- Data shown -
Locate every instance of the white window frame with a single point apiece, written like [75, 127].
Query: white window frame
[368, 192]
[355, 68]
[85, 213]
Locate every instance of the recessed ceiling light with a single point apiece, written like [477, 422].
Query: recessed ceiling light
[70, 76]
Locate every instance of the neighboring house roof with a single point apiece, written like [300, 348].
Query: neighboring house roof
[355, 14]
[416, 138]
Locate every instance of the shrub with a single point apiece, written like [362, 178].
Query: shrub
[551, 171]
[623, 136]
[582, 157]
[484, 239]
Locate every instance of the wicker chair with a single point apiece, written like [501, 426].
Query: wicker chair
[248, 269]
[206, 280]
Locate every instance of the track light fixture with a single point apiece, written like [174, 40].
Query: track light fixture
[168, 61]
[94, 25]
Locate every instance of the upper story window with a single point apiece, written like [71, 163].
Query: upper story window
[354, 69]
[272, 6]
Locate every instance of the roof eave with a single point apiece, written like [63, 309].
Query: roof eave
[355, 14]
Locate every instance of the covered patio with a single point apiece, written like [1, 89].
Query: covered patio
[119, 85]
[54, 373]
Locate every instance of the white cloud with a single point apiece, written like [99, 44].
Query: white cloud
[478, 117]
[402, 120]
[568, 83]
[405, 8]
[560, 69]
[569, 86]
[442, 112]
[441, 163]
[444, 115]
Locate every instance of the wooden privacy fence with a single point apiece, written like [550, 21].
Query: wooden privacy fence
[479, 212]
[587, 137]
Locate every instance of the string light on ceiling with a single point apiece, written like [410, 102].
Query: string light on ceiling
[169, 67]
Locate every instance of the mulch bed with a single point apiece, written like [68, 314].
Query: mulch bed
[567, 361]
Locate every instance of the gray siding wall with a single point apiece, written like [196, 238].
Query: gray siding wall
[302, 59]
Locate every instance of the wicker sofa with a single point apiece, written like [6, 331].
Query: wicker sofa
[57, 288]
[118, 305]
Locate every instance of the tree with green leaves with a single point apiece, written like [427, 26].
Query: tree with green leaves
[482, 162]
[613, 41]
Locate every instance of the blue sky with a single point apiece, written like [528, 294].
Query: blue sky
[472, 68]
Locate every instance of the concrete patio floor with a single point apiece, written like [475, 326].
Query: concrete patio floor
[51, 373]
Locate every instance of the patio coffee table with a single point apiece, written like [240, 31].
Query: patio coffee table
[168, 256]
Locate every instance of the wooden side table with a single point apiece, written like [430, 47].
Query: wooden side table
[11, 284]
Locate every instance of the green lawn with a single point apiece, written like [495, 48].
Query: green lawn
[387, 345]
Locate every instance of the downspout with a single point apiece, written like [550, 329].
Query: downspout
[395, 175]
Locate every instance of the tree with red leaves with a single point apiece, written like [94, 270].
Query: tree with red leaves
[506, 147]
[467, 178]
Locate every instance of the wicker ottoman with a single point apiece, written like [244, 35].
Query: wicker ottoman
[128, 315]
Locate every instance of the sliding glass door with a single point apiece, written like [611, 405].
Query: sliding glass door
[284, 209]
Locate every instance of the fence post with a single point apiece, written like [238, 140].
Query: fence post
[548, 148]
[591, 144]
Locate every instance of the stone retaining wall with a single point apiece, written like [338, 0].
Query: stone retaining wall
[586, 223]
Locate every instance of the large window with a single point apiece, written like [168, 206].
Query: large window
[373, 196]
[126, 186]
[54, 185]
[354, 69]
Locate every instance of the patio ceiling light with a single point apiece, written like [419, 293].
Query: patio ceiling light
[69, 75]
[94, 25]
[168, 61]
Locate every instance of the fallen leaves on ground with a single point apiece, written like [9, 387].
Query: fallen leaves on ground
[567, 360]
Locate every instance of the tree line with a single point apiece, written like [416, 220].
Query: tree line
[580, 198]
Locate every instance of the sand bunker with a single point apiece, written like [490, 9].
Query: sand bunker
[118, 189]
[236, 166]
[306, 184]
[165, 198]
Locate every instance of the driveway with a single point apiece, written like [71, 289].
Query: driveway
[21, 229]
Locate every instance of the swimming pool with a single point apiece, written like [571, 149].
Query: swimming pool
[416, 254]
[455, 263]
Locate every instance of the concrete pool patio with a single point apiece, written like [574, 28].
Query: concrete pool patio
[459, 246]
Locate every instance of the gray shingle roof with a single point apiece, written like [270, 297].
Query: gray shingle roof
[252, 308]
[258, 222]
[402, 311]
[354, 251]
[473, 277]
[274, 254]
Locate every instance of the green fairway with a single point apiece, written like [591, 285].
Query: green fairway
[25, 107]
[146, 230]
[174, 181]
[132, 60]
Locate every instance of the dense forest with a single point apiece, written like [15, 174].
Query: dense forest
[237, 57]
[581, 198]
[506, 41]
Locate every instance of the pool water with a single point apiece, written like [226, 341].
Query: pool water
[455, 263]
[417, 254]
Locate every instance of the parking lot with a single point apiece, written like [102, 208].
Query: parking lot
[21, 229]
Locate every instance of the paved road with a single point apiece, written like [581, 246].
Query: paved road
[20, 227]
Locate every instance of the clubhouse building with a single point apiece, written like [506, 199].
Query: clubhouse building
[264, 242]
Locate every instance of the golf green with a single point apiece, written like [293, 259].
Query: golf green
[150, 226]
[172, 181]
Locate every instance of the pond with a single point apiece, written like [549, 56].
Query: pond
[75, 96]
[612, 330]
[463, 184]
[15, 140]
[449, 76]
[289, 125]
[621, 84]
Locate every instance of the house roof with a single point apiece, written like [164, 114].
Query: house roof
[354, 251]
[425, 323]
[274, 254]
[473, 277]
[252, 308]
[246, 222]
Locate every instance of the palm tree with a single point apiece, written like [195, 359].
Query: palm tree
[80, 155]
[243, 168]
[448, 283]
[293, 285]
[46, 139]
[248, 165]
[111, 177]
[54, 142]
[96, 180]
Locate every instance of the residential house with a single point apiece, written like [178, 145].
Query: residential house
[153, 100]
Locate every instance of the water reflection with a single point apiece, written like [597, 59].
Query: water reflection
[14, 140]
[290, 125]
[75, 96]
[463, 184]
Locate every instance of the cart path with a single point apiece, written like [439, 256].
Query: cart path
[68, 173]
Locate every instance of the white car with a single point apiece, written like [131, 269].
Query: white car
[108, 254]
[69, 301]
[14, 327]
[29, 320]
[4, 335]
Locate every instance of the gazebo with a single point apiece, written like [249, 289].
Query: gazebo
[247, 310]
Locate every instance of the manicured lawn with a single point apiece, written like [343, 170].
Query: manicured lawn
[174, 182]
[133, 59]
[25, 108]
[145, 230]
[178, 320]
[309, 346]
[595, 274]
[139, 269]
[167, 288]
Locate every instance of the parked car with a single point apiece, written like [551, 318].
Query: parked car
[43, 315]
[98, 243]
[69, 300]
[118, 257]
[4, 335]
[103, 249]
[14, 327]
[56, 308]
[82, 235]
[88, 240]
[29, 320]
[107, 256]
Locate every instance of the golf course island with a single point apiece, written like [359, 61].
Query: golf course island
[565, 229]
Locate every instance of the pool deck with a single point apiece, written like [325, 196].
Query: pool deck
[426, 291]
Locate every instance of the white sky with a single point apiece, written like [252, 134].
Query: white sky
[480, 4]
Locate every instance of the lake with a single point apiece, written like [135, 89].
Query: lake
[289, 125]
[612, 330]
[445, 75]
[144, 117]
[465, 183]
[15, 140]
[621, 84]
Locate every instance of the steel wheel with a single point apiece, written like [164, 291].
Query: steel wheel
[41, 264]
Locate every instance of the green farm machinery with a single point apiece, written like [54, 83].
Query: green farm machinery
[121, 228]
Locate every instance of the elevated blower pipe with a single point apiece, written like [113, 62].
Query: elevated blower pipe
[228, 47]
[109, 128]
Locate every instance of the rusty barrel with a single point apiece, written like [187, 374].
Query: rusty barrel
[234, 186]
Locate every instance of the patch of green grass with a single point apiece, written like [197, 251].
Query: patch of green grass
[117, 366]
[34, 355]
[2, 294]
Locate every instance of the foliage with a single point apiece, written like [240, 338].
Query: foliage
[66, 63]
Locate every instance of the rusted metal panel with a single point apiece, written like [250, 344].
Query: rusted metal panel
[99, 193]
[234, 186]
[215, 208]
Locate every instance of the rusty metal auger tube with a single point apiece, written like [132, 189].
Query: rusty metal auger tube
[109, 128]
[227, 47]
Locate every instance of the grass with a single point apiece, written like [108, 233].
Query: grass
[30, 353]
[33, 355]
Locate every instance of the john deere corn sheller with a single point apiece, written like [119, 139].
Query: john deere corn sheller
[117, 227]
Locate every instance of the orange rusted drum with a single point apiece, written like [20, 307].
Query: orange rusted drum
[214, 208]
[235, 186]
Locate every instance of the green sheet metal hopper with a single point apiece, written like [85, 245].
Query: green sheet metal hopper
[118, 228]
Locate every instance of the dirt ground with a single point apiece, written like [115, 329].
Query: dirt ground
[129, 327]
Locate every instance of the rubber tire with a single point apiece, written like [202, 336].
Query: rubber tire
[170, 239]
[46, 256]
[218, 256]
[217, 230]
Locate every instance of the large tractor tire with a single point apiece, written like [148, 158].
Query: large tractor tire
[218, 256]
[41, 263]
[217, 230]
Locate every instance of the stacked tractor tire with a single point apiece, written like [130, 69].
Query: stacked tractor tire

- Written task -
Convert the records, from the line containing "Locate every instance of the large tractor" through the final line of the records, into a numbered list, omitting any blank lines.

- Correct response -
1. Locate every instance of the large tractor tire with a single point apiece, written like [148, 158].
2. Query: large tractor tire
3. [218, 256]
4. [41, 263]
5. [217, 230]
6. Locate every instance of the stacked tractor tire with a single point apiece, written like [130, 69].
7. Query: stacked tractor tire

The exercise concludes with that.